Tokyo also has a treaty with the US, which was originally devised as a means of defending Japan without the need for it to rearm after the Second World War. It was driven by the memory of Japanese wartime brutality in countries such as the Philippines, which were occupied by the imperial forces.
![Japan Self-Defence Forces amphibious assault vehicles formed part of a joint-landing exercise with Philippine and US troops north of Manila in 2018](https://cdn.statically.io/img/www.thetimes.com/imageserver/image/%2Fmethode%2Ftimes%2Fprod%2Fweb%2Fbin%2Fadc288c8-0a19-46c4-ad17-fafedd0fd4f1.jpg?crop=4088%2C2725%2C0%2C0)
It is a measure of how much has changed that eight decades later the two countries are now security partners, brought together by a common threat — and that Japan is being encouraged by its partners to rearm to levels not seen since the war.
Fumio Kishida, the prime minister of Japan, has undertaken to double defence spending by 2027. Two years before that, Japan’s Self-Defence Forces will also acquire US-made Tomahawk cruise missiles.
“This is another milestone in our shared endeavour to ensure a rules-based international order,” said Teodoro after the signing of the agreement in the Malacanang palace in Manila, overseen by President Marcos of the Phillippines.

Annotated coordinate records
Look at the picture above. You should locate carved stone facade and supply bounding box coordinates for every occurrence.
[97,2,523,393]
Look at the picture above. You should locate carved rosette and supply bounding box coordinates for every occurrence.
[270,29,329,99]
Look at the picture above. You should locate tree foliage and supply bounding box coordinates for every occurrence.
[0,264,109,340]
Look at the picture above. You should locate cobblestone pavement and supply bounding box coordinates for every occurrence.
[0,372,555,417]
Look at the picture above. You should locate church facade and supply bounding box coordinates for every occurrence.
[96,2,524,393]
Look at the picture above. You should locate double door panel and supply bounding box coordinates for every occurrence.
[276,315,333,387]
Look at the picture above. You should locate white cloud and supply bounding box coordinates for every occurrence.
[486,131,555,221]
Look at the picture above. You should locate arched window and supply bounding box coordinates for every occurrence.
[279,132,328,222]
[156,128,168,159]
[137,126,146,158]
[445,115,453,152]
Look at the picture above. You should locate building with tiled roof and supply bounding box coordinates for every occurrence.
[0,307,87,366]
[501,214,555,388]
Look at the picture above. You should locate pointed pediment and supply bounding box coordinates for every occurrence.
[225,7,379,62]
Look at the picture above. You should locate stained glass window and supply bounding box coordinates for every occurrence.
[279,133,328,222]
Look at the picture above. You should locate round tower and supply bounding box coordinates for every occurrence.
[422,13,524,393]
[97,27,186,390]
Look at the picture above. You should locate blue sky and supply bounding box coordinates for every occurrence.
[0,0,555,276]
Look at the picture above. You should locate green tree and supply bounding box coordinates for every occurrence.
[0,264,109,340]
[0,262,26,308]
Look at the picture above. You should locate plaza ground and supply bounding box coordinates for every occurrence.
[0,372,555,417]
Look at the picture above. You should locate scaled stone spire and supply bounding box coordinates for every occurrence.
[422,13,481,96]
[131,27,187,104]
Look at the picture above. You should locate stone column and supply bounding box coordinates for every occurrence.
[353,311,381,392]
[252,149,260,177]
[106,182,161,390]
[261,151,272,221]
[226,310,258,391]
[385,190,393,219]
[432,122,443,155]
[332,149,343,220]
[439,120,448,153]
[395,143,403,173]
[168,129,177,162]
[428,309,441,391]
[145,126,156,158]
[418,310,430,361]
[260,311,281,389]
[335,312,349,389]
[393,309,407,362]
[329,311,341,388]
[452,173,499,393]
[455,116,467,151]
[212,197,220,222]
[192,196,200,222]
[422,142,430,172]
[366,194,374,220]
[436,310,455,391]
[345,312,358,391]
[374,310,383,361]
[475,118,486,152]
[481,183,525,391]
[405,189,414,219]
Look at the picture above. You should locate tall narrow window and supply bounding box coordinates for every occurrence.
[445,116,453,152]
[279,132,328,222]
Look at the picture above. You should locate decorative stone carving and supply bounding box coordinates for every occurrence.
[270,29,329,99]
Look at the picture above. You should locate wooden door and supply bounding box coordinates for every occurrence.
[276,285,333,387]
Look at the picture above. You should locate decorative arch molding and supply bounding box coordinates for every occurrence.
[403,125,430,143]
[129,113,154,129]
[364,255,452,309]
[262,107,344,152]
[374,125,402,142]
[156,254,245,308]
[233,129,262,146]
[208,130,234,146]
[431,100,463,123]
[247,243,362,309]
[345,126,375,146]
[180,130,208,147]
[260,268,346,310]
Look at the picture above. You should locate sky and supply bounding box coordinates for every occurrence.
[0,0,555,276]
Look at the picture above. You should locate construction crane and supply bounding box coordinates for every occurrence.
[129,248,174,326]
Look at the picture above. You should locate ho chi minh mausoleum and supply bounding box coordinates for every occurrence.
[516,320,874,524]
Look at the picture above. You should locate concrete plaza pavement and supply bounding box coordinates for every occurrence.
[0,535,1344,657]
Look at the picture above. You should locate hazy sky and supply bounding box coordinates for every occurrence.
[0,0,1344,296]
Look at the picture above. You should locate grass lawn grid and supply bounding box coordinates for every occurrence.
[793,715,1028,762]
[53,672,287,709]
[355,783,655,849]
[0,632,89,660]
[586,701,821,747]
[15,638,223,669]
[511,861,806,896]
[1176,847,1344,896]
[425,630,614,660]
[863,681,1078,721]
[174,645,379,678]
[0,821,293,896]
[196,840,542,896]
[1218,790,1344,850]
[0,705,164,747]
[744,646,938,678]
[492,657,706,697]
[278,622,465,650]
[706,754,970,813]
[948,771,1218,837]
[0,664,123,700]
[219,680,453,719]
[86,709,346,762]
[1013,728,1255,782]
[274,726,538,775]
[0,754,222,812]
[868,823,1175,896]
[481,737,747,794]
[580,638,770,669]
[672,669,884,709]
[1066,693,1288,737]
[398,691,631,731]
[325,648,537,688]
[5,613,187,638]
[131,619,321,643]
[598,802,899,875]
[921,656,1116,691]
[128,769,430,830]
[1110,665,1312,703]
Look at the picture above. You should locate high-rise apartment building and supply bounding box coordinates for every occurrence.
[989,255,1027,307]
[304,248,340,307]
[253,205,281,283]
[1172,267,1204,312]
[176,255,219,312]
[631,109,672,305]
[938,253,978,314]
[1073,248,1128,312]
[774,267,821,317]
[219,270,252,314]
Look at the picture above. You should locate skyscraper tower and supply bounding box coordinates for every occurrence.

◆ WORK TO DO
- A) Name every person the excerpt on Japan's defense ties identifies by name.
- B) In the excerpt on Japan's defense ties, are these statements accurate? (i) Kishida has pledged to double defense spending by 2027. (ii) The agreement was signed in Tokyo. (iii) Japan's Self-Defence Forces will get Tomahawk missiles after 2027. For each, answer yes or no and quote the deciding words.
- C) According to the excerpt on Japan's defense ties, what was the purpose of Tokyo's original treaty with the US, and what motivated it?
This data was taken from a separate source.

◆ ANSWERS GIVEN
- A) Fumio Kishida, Teodoro, President Marcos

- B)
(i) Yes: "has undertaken to double defence spending by 2027"
(ii) No: "after the signing of the agreement in the Malacanang palace in Manila"
(iii) No: "Two years before that, Japan’s Self-Defence Forces will also acquire US-made Tomahawk cruise missiles."

- C) The treaty was meant to defend Japan without Japan having to rearm after the Second World War. It was driven by the memory of Japanese wartime brutality in countries such as the Philippines, which imperial forces had occupied.